AIM - Omit images. Retype all entries verbatim.

Dataset records
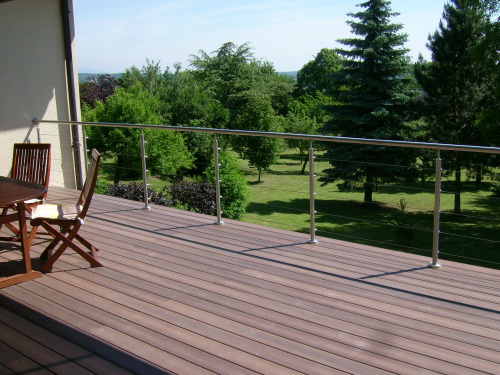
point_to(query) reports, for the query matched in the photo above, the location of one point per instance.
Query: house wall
(33, 84)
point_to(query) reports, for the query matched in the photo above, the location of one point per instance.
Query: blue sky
(112, 35)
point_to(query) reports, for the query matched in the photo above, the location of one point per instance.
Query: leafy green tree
(234, 187)
(318, 74)
(258, 114)
(297, 121)
(167, 153)
(97, 89)
(231, 73)
(459, 83)
(373, 89)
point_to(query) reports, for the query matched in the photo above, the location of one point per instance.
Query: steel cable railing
(313, 199)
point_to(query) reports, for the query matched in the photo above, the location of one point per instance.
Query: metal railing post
(312, 194)
(144, 172)
(217, 182)
(85, 147)
(437, 214)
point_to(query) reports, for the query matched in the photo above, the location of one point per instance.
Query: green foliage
(234, 188)
(318, 74)
(166, 150)
(459, 84)
(258, 114)
(374, 89)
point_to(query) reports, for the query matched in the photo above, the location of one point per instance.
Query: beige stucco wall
(33, 84)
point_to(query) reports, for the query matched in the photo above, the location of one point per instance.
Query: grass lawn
(281, 200)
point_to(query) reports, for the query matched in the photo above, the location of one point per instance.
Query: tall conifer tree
(374, 88)
(459, 83)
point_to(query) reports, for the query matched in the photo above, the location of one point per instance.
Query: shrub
(234, 188)
(135, 191)
(198, 196)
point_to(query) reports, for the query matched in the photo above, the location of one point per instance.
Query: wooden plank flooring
(180, 295)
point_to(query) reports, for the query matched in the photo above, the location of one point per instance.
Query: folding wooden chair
(30, 163)
(69, 218)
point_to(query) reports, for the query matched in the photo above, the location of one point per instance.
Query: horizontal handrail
(309, 137)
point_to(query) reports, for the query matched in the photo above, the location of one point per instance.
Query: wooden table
(16, 192)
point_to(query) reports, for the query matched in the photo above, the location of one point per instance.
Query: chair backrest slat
(90, 182)
(31, 163)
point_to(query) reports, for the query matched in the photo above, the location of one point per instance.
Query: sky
(113, 35)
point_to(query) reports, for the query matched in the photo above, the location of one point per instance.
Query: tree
(459, 82)
(297, 121)
(233, 186)
(373, 90)
(97, 89)
(258, 114)
(317, 75)
(231, 73)
(167, 153)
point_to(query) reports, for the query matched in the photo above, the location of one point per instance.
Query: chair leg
(67, 241)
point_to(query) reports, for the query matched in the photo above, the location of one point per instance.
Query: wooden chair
(69, 219)
(30, 163)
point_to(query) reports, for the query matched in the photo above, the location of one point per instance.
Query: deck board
(179, 294)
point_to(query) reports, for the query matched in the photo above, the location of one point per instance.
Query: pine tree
(459, 81)
(373, 89)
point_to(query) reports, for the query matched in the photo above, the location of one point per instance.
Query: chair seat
(56, 212)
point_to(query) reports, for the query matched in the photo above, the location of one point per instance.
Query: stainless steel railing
(311, 138)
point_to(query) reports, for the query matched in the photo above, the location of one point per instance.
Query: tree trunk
(479, 175)
(458, 188)
(368, 188)
(118, 169)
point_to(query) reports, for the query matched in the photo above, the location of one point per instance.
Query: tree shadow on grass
(376, 225)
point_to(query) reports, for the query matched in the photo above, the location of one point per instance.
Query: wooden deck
(181, 295)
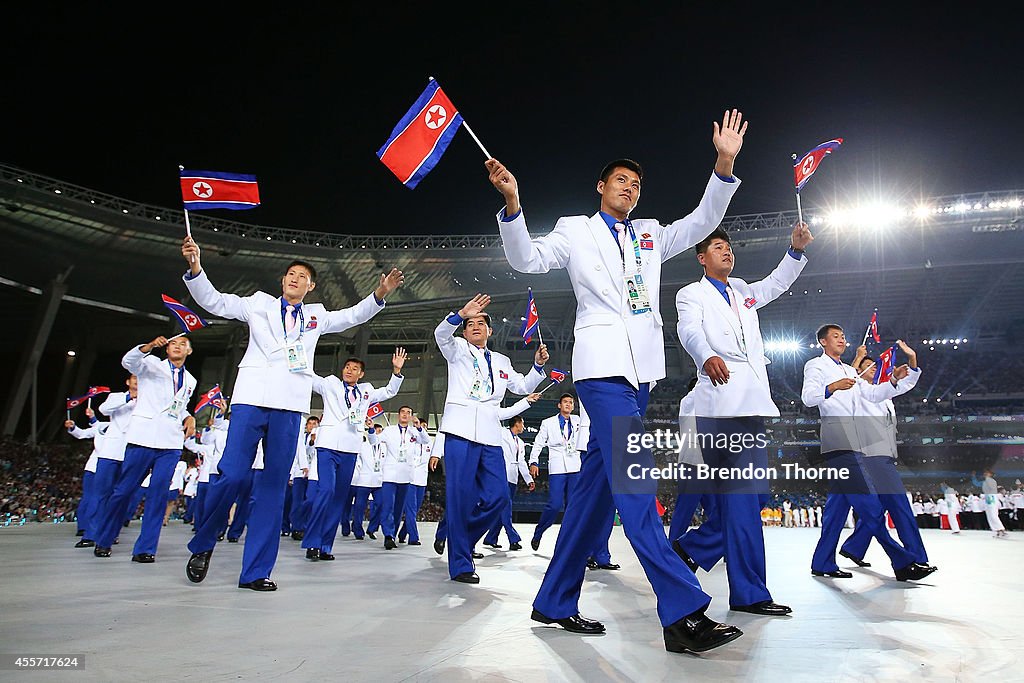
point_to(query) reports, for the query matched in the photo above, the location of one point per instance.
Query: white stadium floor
(378, 615)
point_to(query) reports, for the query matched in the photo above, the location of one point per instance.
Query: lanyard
(301, 323)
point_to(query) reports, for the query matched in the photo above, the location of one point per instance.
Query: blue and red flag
(208, 397)
(188, 321)
(532, 319)
(213, 189)
(422, 136)
(887, 364)
(808, 164)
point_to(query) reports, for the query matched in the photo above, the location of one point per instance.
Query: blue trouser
(887, 480)
(138, 461)
(280, 431)
(561, 487)
(134, 502)
(286, 516)
(859, 493)
(504, 521)
(108, 472)
(414, 499)
(335, 469)
(243, 506)
(392, 502)
(296, 517)
(593, 506)
(359, 510)
(476, 488)
(86, 503)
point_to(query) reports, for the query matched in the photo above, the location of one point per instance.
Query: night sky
(927, 99)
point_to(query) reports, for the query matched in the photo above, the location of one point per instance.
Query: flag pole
(465, 124)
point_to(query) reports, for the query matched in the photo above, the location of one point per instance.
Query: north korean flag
(887, 364)
(208, 397)
(422, 136)
(188, 321)
(213, 189)
(808, 164)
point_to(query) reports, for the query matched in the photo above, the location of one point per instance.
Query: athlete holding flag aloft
(614, 265)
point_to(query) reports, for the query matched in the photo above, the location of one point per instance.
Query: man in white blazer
(515, 466)
(271, 393)
(157, 431)
(346, 400)
(614, 265)
(880, 456)
(474, 465)
(840, 394)
(559, 434)
(720, 329)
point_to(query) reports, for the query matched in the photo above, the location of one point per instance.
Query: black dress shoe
(765, 607)
(914, 571)
(838, 573)
(696, 633)
(856, 560)
(198, 565)
(574, 624)
(683, 555)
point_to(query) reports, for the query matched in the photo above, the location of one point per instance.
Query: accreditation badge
(295, 353)
(636, 293)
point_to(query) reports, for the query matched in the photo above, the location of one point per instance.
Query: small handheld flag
(805, 167)
(188, 321)
(213, 189)
(887, 364)
(531, 323)
(208, 397)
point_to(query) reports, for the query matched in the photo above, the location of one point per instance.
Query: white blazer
(336, 432)
(610, 341)
(477, 421)
(844, 416)
(401, 452)
(119, 408)
(515, 458)
(263, 377)
(151, 424)
(563, 458)
(708, 327)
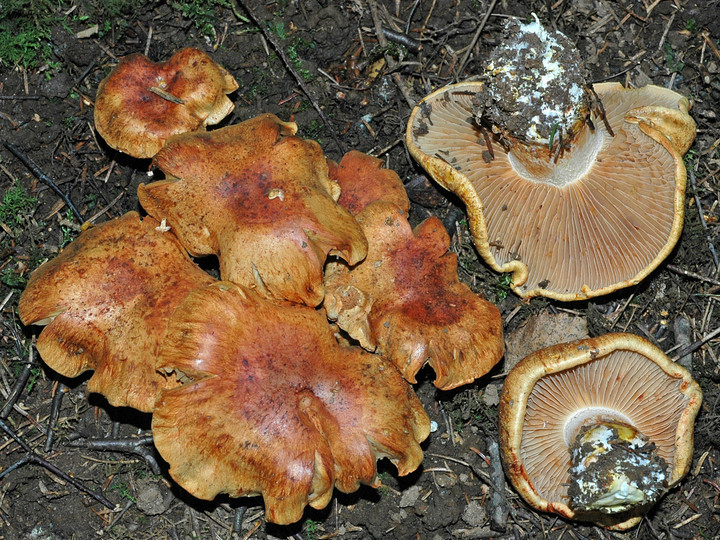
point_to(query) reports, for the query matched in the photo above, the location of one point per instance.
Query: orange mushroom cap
(271, 404)
(261, 199)
(142, 103)
(105, 301)
(405, 300)
(551, 394)
(364, 180)
(601, 217)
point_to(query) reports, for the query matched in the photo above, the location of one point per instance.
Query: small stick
(20, 97)
(695, 346)
(479, 30)
(19, 386)
(498, 505)
(388, 59)
(698, 204)
(408, 42)
(691, 274)
(139, 446)
(44, 178)
(60, 391)
(32, 457)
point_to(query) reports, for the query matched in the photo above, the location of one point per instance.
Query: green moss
(16, 205)
(25, 32)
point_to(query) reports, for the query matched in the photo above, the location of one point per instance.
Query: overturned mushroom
(598, 429)
(105, 302)
(405, 299)
(142, 103)
(261, 199)
(574, 210)
(272, 405)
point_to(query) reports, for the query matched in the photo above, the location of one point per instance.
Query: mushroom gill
(555, 394)
(595, 217)
(260, 199)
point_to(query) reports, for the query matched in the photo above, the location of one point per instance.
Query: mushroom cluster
(249, 389)
(577, 191)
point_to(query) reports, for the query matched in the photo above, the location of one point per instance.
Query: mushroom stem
(535, 93)
(614, 468)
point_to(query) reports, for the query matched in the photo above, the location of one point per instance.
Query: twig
(693, 275)
(20, 97)
(60, 391)
(388, 60)
(693, 183)
(498, 504)
(32, 457)
(406, 41)
(695, 346)
(288, 65)
(140, 446)
(44, 178)
(19, 386)
(479, 30)
(681, 329)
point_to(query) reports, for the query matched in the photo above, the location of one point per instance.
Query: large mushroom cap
(271, 404)
(105, 301)
(550, 395)
(142, 103)
(601, 217)
(261, 199)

FINAL RESULT -
point_to(query) reports, for the query matched in the photo above, the location of one point per instance.
Query: house wall
(33, 84)
point_to(query) reports, for the query matched in the photo above, the location of one point per instance.
Query: blue sky
(112, 35)
point_to(query) reports, for the query matched in the photo above, the location of one point per instance.
Query: leafy green tree
(234, 187)
(318, 74)
(258, 114)
(297, 121)
(167, 153)
(97, 89)
(231, 73)
(459, 83)
(373, 89)
point_to(query) reports, for the query matched in the photo above, the location of one point per instance.
Query: steel cable railing
(313, 199)
point_to(query) reports, for the query matched in the photo above, the location of one point per instance.
Query: metal railing post
(312, 194)
(144, 172)
(217, 182)
(85, 147)
(437, 214)
point_to(query) reports, for the query matched in the photo above, the location of one point per instance.
Query: green foliage
(234, 188)
(318, 74)
(166, 150)
(459, 84)
(258, 114)
(374, 89)
point_to(query) reports, for the query matched in the photo above, the location of one point per instance.
Query: beige stucco wall
(33, 84)
point_to(query) reports, for the query matched in the photo above, the location of one point per instance.
Query: grass lawn
(281, 200)
point_to(query) reports, for the query matched in the photo above, the location of one point per instance.
Query: tall conifer tree
(374, 88)
(459, 83)
point_to(query) reports, for the query matched in the photo above, the location of one point per instance.
Query: shrub
(234, 188)
(135, 191)
(198, 196)
point_to(query) reports, for the query matched in the photo above, the location of one point per instance.
Query: wooden plank flooring
(180, 295)
point_to(query) reports, for the query matched in the photo above, the location of one point per instance.
Query: folding wooden chair
(30, 163)
(69, 218)
point_to(query) reports, for the query matched in the photo above, the location of one point per instance.
Query: horizontal handrail
(309, 137)
point_to(query) reports, for the query matched in the photo above, the location of one point per instance.
Query: wooden table
(16, 192)
point_to(query) reports, for the query matched in the photo above, the location of one point per instance.
Query: chair backrest slat
(90, 182)
(31, 163)
point_to(query) reports, for the query matched in the photo above, the location of one point per instance.
Query: sky
(113, 35)
point_to(query) reports, for the query matched in the photo above, the location of one point per instance.
Query: tree
(459, 82)
(297, 121)
(233, 186)
(373, 90)
(97, 89)
(258, 114)
(317, 75)
(231, 73)
(167, 153)
point_to(query) reports, for the query matched in the photo above, the location of one point per instance.
Query: chair leg
(67, 241)
point_to(query) reports, for the query matched in the photo above, the location of one point per instance.
Query: wooden chair
(69, 219)
(30, 163)
point_to(query) reports, for the query matched in the photo above, the location of one point per instance.
Query: deck board
(179, 294)
point_to(query) reports, for the query matched in the photo above, the location of one point per instance.
Query: pine tree
(459, 81)
(373, 89)
point_to(query) reports, for the query matched in the photo above, the location of one point per instance.
Query: chair seat
(56, 212)
point_to(query) reports, for the query matched in the photo above, the location of one point per instance.
Query: stainless steel railing
(311, 138)
point_to(query) reports, for the query matched in the photo above, the location of one point per instance.
Query: tree trunk
(479, 175)
(458, 188)
(368, 188)
(118, 169)
point_to(query) reports, for the query matched in the photo above, the location of one point per instance.
Query: tree shadow on grass
(376, 225)
point_to(query) reports, for the query matched in the photo above, the location of one point per instance.
Query: wooden deck
(181, 295)
point_to(query) reports, for the query matched in the photo above, the location of one point per instance.
Query: white stadium floor
(378, 615)
point_to(query) reports, for the query matched in the photo above, the location of one point per instance.
Query: lanyard
(301, 323)
point_to(query) reports, for the query matched in the photo above, the location of one point per instance.
Query: blue and red flag
(208, 397)
(188, 321)
(532, 319)
(213, 189)
(422, 136)
(887, 364)
(808, 164)
point_to(query) reports, for the query matched in the photo above, the location of one point per instance.
Query: blue trouser
(887, 480)
(138, 461)
(280, 431)
(561, 487)
(134, 502)
(286, 516)
(859, 493)
(504, 521)
(108, 472)
(414, 499)
(335, 469)
(243, 506)
(392, 502)
(296, 517)
(593, 506)
(359, 510)
(476, 488)
(86, 503)
point_to(query) reports, for the query matched in the photo above, the location of one point per instance.
Query: night sky
(927, 99)
point_to(query) reports, for the query matched in the photo above, the location of one point per instance.
Query: flag pole
(465, 124)
point_to(query) reports, for the query matched in the photo above, the location of one point per instance.
Query: north korean flag
(887, 364)
(208, 397)
(422, 136)
(188, 321)
(213, 189)
(808, 164)
point_to(query) reports, for the query matched in the photo above, the location of one point per instance.
Query: athlete holding flag aloft
(614, 265)
point_to(query) reports, for the query matched in the photo above, the location of one point per instance.
Query: man in white blazer
(515, 466)
(271, 393)
(157, 431)
(346, 400)
(614, 265)
(880, 456)
(474, 465)
(840, 394)
(559, 434)
(720, 329)
point_to(query) reports, for the query matched in the photo above, the location of one point per instance.
Query: black dress shoe
(765, 607)
(914, 571)
(838, 573)
(696, 633)
(856, 560)
(198, 565)
(574, 624)
(683, 555)
point_to(query) reports, for the query matched in the photo above, the location of one point per instance.
Query: accreditation badge
(295, 353)
(636, 293)
point_to(query) reports, for the query matched in the photo above, the location of one point per instance.
Query: small handheld flag
(805, 167)
(188, 321)
(213, 189)
(887, 364)
(531, 323)
(208, 397)
point_to(query) reports, for the query matched in the photo above, the location of one point per instance.
Query: white blazer
(336, 432)
(610, 341)
(477, 421)
(844, 416)
(401, 452)
(119, 408)
(515, 458)
(263, 377)
(151, 424)
(563, 458)
(708, 327)
point_to(query) reports, for the query matched in the photo above, the location of one point per instance.
Query: orange mushroom cap
(271, 404)
(261, 199)
(142, 103)
(105, 301)
(405, 300)
(551, 394)
(364, 180)
(601, 217)
point_to(query) reports, for the query matched in the photo above, the location of one point per instance.
Query: small stick
(20, 97)
(695, 346)
(479, 30)
(19, 386)
(498, 505)
(388, 59)
(698, 204)
(408, 42)
(691, 274)
(139, 446)
(44, 178)
(60, 391)
(32, 457)
point_to(query) reports, for the query matched in the photo above, the location of one point per instance.
Query: green moss
(16, 205)
(25, 32)
point_to(query) reports, for the query matched in the photo above, the location of one point per instance.
Query: overturned mushroom
(598, 429)
(105, 302)
(405, 299)
(142, 103)
(261, 199)
(574, 210)
(272, 405)
point_to(query) reports, for the query matched in the photo above, the location of one point per instance.
Query: mushroom gill
(555, 394)
(595, 217)
(260, 199)
point_to(query) reports, for the query matched in the photo above, the location of one point per instance.
Query: mushroom cluster
(249, 389)
(577, 191)
point_to(query) reports, for the query matched in the photo above, the location of one point per instance.
Query: mushroom stem
(535, 93)
(614, 468)
point_to(query) reports, for the query matched in the photo above, the location of one point per instance.
Query: twig
(693, 275)
(20, 97)
(60, 391)
(388, 60)
(693, 183)
(498, 504)
(32, 457)
(406, 41)
(695, 346)
(288, 65)
(140, 446)
(44, 178)
(19, 386)
(479, 30)
(681, 329)
point_to(query) reports, for the query matched in the photo above, the location of one point per instance.
Query: large mushroom cap
(271, 404)
(105, 301)
(550, 395)
(142, 103)
(601, 217)
(261, 199)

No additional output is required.